Only the lines from the one containing "of the sandy" to the end of the records belong in the output; print them exactly.
BEGIN RECORDS FOR PROCESSING
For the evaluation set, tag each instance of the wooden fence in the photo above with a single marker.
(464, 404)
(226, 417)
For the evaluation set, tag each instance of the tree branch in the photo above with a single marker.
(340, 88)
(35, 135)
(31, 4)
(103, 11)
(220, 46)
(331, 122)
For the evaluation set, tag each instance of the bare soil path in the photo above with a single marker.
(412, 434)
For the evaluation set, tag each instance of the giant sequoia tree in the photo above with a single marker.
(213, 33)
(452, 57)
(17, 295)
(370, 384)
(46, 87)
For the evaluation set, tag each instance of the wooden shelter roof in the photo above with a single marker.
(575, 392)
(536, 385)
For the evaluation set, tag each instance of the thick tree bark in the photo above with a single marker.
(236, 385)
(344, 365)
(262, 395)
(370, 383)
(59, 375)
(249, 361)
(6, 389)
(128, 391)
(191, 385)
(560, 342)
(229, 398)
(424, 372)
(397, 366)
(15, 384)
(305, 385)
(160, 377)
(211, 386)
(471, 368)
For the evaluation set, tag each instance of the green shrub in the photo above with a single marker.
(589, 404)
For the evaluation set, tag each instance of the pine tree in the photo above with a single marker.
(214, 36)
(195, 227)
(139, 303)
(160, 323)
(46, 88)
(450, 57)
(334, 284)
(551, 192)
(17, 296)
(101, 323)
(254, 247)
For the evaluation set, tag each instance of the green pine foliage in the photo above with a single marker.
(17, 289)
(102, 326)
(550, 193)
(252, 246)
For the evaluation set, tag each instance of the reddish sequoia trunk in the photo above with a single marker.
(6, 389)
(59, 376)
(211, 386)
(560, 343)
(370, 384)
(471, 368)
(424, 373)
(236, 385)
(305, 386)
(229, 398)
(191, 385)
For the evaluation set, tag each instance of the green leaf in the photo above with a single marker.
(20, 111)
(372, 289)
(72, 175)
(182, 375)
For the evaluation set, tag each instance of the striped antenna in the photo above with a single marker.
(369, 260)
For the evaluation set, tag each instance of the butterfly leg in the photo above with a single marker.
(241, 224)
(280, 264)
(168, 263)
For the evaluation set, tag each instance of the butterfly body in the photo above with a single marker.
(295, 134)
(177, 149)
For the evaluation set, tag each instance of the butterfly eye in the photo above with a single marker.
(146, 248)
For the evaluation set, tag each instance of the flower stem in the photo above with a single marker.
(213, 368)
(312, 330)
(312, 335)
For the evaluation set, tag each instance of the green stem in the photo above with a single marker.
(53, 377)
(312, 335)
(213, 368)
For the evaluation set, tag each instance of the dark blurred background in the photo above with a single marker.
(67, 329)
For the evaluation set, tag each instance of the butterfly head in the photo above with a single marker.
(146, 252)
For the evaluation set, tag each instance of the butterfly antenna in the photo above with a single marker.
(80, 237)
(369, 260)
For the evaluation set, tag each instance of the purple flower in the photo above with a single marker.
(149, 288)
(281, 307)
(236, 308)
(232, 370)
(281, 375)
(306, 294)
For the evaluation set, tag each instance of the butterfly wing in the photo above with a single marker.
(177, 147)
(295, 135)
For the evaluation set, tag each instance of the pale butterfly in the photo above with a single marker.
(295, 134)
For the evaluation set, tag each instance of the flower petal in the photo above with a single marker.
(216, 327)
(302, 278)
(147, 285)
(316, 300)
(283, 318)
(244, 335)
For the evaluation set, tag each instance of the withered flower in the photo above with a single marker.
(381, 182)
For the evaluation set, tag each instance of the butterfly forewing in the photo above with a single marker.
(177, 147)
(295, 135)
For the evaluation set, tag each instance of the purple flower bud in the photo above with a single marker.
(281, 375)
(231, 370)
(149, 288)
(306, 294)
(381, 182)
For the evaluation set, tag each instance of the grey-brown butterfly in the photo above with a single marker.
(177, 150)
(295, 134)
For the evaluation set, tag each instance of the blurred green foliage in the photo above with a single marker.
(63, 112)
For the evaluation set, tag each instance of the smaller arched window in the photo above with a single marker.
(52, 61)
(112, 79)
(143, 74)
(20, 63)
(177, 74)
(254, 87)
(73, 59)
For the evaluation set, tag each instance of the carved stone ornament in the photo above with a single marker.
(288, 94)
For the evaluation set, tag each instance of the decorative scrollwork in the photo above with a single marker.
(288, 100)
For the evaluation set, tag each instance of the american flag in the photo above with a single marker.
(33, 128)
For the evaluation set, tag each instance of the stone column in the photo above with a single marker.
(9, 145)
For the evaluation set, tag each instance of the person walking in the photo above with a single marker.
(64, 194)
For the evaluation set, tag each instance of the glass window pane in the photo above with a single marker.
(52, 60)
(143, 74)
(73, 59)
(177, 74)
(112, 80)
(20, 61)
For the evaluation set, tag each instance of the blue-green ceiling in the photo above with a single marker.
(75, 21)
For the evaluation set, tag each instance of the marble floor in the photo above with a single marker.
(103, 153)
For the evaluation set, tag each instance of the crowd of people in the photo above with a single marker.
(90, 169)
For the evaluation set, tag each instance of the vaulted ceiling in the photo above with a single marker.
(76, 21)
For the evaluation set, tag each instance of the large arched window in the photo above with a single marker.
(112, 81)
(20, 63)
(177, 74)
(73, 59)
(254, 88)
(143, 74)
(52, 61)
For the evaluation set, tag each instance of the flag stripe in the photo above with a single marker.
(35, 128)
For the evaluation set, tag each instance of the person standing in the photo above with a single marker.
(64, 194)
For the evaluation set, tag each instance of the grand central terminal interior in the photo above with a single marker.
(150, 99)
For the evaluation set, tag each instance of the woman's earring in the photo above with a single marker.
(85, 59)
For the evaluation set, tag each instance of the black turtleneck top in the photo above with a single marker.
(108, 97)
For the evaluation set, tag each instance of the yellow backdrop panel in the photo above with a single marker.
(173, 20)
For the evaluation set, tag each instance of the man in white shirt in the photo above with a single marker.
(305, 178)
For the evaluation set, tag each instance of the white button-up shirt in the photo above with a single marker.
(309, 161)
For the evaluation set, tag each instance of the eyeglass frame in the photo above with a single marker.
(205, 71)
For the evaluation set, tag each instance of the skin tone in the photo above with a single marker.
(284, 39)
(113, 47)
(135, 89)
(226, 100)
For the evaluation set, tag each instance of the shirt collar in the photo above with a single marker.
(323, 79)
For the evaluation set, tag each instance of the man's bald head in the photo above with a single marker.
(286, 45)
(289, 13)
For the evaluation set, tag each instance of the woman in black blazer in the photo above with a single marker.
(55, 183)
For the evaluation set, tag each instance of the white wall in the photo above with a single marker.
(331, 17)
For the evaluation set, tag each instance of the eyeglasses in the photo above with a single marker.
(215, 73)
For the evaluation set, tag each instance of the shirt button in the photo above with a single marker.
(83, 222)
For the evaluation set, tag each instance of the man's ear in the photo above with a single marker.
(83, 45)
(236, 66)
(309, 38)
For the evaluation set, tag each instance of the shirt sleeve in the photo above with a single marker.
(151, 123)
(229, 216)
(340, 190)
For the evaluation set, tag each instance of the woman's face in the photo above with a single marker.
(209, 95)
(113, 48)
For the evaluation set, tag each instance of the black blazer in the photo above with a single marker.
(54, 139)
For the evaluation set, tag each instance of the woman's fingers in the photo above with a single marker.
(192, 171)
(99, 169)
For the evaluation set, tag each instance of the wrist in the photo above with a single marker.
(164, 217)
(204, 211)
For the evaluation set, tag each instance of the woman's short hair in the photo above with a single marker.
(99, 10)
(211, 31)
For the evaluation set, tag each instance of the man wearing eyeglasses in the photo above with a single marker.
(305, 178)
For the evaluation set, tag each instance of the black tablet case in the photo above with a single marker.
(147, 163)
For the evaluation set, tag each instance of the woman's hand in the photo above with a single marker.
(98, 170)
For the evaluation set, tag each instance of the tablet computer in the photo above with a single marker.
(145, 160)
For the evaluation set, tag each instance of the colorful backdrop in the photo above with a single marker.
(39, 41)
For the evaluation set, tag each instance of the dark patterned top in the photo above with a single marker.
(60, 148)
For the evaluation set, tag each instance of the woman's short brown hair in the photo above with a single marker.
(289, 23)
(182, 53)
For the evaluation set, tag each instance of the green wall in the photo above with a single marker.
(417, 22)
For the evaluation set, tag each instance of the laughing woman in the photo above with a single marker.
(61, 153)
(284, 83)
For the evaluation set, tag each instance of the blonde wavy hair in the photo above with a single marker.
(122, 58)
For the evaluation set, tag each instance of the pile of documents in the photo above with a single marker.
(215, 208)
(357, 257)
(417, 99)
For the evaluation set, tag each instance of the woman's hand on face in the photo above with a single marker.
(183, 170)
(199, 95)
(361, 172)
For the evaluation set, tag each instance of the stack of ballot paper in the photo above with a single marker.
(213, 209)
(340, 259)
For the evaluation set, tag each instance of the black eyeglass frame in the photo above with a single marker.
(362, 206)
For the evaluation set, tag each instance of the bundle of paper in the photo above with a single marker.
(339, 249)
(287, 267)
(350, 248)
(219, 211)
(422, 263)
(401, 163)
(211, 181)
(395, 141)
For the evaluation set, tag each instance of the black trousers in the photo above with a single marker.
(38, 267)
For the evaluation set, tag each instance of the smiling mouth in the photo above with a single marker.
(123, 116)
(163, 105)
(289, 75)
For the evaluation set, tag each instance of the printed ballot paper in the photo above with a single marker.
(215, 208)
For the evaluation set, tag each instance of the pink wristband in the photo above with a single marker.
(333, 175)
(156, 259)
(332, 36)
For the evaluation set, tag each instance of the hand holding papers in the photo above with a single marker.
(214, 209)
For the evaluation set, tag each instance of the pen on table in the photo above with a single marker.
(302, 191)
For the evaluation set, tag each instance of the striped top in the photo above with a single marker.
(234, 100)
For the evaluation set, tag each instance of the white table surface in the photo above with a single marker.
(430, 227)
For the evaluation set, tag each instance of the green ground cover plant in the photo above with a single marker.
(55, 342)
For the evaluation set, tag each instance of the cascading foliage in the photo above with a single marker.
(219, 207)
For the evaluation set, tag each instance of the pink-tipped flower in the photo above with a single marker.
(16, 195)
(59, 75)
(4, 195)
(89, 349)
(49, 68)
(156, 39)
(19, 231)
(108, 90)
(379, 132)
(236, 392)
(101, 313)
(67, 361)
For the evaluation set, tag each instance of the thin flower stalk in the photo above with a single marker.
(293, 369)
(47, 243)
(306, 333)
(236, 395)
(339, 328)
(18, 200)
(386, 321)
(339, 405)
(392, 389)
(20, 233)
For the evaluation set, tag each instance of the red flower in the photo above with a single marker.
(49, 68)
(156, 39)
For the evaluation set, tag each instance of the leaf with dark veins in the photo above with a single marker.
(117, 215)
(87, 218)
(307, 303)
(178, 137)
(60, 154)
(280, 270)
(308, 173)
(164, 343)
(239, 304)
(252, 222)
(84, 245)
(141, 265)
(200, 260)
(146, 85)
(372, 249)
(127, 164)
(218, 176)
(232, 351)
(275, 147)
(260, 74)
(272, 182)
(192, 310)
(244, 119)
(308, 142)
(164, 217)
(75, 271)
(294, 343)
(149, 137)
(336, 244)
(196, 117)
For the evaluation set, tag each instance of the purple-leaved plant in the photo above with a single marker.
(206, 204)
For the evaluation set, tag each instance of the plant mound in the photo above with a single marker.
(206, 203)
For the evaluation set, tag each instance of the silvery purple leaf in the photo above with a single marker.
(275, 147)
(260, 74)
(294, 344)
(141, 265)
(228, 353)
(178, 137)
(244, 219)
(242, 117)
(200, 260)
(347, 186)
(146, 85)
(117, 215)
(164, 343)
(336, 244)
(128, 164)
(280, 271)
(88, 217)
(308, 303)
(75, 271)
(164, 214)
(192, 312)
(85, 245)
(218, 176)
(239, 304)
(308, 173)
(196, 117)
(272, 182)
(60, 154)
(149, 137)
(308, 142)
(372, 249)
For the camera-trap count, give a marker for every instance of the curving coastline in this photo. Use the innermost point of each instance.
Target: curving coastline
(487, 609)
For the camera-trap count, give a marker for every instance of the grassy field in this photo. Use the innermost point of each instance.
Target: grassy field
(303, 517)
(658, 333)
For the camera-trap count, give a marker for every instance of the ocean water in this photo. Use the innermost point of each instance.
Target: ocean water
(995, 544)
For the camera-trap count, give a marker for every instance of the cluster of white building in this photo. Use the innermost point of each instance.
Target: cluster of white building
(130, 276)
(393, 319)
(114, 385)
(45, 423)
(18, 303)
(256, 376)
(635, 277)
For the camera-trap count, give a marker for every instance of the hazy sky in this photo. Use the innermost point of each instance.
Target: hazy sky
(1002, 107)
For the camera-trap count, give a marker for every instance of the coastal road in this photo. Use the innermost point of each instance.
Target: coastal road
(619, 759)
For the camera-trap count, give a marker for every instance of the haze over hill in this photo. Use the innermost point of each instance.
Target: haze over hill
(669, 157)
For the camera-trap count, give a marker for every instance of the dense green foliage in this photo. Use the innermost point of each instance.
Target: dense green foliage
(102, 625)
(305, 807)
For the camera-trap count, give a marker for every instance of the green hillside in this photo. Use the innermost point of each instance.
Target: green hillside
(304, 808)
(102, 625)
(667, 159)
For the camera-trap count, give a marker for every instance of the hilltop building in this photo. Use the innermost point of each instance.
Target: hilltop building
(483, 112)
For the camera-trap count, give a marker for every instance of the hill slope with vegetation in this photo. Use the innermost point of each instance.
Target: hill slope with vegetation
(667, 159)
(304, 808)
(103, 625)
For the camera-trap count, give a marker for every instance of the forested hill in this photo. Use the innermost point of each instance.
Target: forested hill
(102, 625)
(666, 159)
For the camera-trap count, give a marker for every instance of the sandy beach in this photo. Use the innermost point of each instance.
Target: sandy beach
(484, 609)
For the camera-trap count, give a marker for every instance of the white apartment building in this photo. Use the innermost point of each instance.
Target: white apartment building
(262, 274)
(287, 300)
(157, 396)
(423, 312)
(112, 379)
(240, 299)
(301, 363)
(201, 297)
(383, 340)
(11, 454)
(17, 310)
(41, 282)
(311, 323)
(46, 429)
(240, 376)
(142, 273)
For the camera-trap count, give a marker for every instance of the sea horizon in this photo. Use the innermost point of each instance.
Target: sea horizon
END RECORDS FOR PROCESSING
EXERCISE RESULT:
For the camera-trap count, give a marker for every instance of the sandy beach in this photo. Use the innermost point of each instance.
Target: sandy beach
(484, 609)
For the camera-trap count, give a marker for every instance of the white apartment building in this photo. Use the innermost point of each instance.
Target: white apartment building
(262, 274)
(287, 300)
(157, 396)
(423, 312)
(112, 379)
(240, 299)
(301, 363)
(201, 297)
(383, 340)
(11, 454)
(17, 310)
(41, 282)
(311, 323)
(46, 429)
(240, 376)
(142, 273)
For the camera-trap count, give a marker for every instance of the sea horizon in this photo. Use the innermost point of each instance.
Target: sea horizon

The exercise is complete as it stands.